▶ [EXERCISE DETAILS]
In the material below, list every line carrying the string "drill".

▶ [DATA SUPPLIED]
━━━━━━━━━━━━━━━━
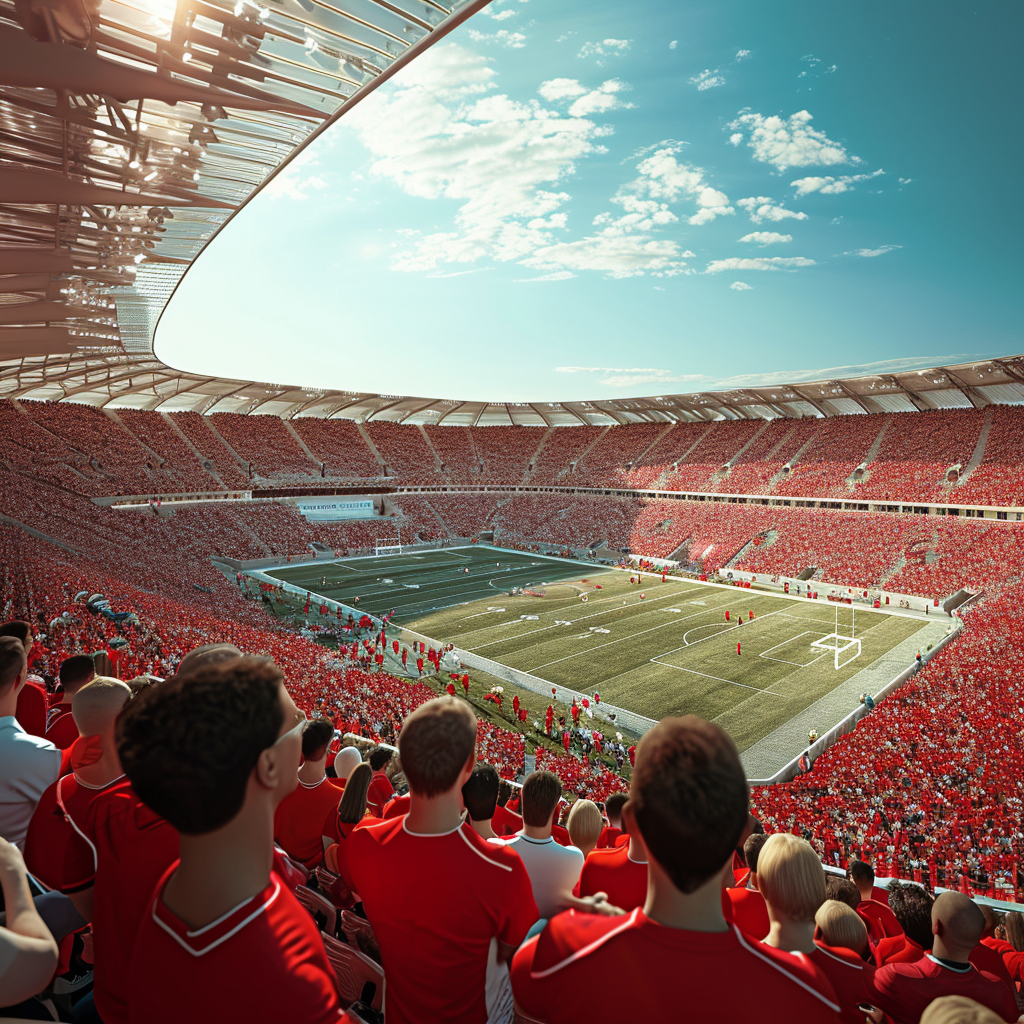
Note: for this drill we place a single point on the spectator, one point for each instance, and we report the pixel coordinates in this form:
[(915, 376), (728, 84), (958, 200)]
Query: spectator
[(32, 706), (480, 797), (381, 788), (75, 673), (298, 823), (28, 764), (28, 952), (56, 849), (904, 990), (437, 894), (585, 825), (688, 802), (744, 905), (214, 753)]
━━━━━━━━━━━━━━━━
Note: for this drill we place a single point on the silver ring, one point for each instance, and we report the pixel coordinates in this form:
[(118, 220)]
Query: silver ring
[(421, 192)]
━━━━━━━━━━━━━━━━
▶ [RESPONSE TO THIS TASK]
Note: for this drill we place a single point on the spectator, one point for each instance, and we report the pixel coordinates in this form:
Note: for this drill we place a single point on the silver ring, one point for each instance, and we report the pixel coordinates in this form:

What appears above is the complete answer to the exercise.